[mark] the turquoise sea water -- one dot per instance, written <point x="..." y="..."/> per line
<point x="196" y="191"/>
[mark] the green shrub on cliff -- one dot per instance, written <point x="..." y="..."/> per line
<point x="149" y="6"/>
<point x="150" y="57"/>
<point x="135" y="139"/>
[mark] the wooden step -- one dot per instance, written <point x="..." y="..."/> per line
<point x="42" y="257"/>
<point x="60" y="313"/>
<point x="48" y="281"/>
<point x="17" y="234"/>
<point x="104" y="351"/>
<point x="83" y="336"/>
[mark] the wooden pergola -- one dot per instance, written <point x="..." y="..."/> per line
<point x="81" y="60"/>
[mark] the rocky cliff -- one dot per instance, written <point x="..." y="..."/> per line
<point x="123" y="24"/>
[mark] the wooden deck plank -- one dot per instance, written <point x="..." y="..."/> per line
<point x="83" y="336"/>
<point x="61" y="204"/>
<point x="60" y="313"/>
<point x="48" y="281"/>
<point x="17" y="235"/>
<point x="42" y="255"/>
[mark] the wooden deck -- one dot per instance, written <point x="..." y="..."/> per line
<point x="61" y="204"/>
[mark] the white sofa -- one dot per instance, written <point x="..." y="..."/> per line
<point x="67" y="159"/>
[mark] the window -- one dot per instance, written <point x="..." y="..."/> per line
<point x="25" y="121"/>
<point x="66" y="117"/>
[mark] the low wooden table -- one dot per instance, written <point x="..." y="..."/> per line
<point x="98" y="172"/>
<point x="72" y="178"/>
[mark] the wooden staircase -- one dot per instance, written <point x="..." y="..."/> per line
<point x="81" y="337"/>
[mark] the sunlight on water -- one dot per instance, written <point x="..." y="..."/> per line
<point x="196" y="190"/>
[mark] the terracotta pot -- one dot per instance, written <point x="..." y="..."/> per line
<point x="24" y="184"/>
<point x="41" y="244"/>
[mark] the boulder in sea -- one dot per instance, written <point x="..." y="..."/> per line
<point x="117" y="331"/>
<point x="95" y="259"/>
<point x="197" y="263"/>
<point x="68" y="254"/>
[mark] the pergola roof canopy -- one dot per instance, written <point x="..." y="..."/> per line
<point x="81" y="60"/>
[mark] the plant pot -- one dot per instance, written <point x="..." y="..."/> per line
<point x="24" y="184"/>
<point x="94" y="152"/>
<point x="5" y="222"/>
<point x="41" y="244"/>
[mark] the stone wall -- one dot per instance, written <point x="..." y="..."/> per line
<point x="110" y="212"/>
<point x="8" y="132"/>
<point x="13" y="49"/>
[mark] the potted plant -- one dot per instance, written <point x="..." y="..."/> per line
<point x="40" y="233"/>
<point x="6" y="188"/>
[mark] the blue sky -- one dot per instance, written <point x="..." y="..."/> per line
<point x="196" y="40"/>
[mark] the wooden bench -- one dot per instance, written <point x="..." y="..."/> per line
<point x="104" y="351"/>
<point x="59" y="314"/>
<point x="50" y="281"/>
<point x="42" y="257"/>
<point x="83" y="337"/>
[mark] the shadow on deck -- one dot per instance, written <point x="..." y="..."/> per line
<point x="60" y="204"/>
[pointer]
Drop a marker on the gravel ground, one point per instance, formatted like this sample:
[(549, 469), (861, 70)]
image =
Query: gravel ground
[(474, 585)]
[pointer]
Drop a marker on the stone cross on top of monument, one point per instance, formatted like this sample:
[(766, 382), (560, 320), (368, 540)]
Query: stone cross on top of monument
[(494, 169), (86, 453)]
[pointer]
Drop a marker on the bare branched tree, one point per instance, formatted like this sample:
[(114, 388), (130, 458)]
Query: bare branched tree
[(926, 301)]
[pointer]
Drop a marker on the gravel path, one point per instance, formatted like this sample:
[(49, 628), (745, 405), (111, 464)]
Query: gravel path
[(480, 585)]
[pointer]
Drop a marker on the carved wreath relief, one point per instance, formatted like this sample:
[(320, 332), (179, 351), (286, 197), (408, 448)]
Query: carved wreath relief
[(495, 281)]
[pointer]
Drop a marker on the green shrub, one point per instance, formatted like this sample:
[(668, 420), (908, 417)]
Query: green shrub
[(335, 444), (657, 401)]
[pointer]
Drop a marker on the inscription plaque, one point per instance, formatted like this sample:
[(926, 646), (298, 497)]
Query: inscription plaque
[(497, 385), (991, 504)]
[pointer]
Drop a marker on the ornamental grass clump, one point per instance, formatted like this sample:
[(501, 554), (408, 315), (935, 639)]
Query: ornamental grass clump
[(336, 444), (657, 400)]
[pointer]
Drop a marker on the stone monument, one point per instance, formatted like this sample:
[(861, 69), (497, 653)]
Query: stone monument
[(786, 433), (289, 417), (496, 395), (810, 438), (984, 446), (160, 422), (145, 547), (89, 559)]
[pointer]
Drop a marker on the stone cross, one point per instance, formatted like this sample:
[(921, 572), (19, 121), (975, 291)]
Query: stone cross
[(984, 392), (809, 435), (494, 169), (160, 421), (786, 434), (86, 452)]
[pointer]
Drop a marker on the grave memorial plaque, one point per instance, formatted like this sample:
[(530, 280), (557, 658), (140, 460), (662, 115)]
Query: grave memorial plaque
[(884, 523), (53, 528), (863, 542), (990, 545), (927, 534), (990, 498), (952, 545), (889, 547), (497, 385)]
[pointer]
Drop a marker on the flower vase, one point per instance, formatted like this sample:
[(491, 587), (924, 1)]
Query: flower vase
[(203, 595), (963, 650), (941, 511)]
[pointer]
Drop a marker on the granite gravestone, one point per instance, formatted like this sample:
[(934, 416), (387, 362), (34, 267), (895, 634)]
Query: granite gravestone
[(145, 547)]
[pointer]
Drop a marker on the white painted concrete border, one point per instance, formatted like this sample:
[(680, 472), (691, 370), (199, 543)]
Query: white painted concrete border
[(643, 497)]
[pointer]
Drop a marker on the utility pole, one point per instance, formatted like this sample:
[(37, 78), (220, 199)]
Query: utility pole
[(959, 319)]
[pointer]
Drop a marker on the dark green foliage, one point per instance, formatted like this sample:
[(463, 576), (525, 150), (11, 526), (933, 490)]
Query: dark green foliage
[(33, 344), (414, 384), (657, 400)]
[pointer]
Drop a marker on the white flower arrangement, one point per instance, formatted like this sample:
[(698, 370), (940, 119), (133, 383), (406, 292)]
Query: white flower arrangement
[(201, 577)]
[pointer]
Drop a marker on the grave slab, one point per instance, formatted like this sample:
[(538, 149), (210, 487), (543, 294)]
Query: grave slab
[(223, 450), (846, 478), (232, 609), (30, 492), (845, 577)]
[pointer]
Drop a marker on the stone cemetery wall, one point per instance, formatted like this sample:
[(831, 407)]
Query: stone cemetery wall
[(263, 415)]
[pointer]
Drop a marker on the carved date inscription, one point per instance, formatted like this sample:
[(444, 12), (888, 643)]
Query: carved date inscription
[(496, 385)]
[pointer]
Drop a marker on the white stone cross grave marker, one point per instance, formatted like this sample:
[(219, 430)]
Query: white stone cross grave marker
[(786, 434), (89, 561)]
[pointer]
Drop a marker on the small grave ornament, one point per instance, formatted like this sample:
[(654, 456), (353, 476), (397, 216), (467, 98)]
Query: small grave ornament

### WHAT YOU NEED TO DO
Copy the rows from the line with "[mark] the terracotta" to the line with "[(474, 585)]", putting "garden bench" in place of "wooden bench" and changing nothing else.

### RESPONSE TO THE EXERCISE
[mark] the terracotta pot -- one dot per instance, written <point x="..." y="..."/> per line
<point x="24" y="184"/>
<point x="41" y="244"/>
[mark] the boulder in sea -- one dot per instance, written <point x="..." y="..."/> per line
<point x="117" y="331"/>
<point x="95" y="259"/>
<point x="197" y="263"/>
<point x="68" y="254"/>
[mark] the pergola roof canopy -- one dot per instance, written <point x="..." y="..."/> per line
<point x="81" y="60"/>
[mark] the plant pot -- one dot per instance, written <point x="..." y="..."/> per line
<point x="24" y="184"/>
<point x="94" y="152"/>
<point x="5" y="222"/>
<point x="41" y="244"/>
[mark] the stone wall -- one dot per instance, written <point x="..." y="..."/> per line
<point x="110" y="212"/>
<point x="8" y="132"/>
<point x="13" y="49"/>
[mark] the potted plant -- one dot per instance, written <point x="..." y="..."/> per line
<point x="40" y="233"/>
<point x="6" y="188"/>
[mark] the blue sky -- one dot per instance, written <point x="..." y="..."/> per line
<point x="196" y="40"/>
[mark] the garden bench -- one dot per instance, written <point x="..." y="..."/> per line
<point x="104" y="351"/>
<point x="59" y="314"/>
<point x="50" y="281"/>
<point x="42" y="257"/>
<point x="83" y="337"/>
[mark] the shadow on deck -- one dot per instance, written <point x="..." y="..."/> per line
<point x="60" y="204"/>
[pointer]
Drop a marker on the gravel ground, one point per instance, formatted like this sample:
[(549, 469), (861, 70)]
image =
Query: gravel ground
[(474, 585)]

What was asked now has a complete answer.